(Stored data entries)
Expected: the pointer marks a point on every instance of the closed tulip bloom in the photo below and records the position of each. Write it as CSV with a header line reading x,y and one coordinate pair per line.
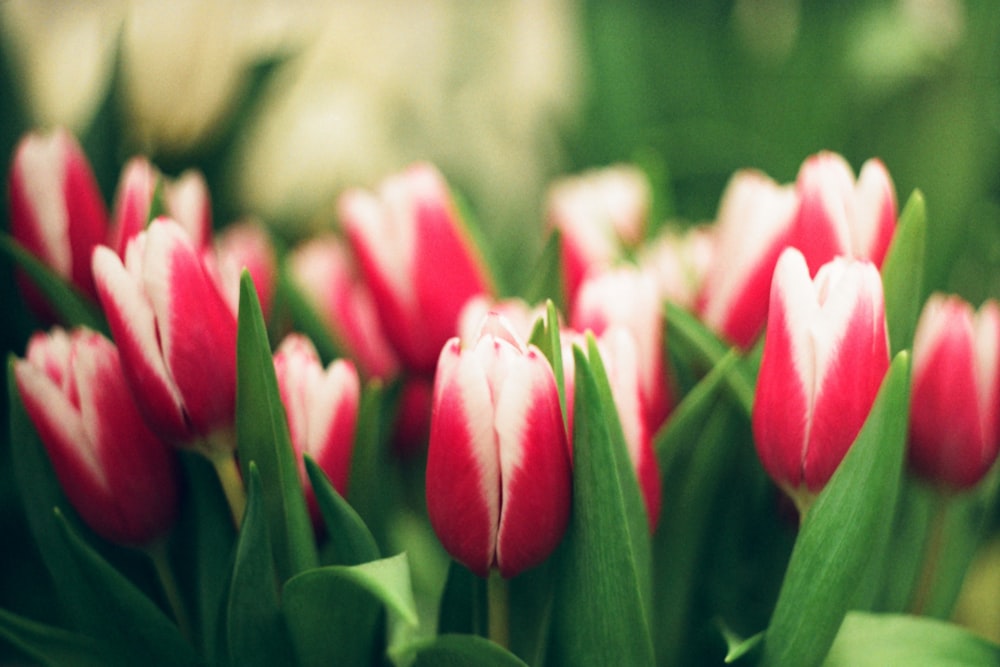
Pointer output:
x,y
416,258
499,481
825,354
753,226
322,409
176,332
56,209
839,215
117,474
955,401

## Task statement
Reproduce the listing above line for line without any changes, and omit the pictures from your copy.

## Response below
Expected: the pointer marks a point on every instance of the closed tulip bloom in the photo below and records the position of each. Write it as CSV with a header line reading x,y and one coordinate pair per line.
Pointer output:
x,y
416,258
499,481
825,354
753,226
322,409
176,332
56,209
839,215
117,474
955,401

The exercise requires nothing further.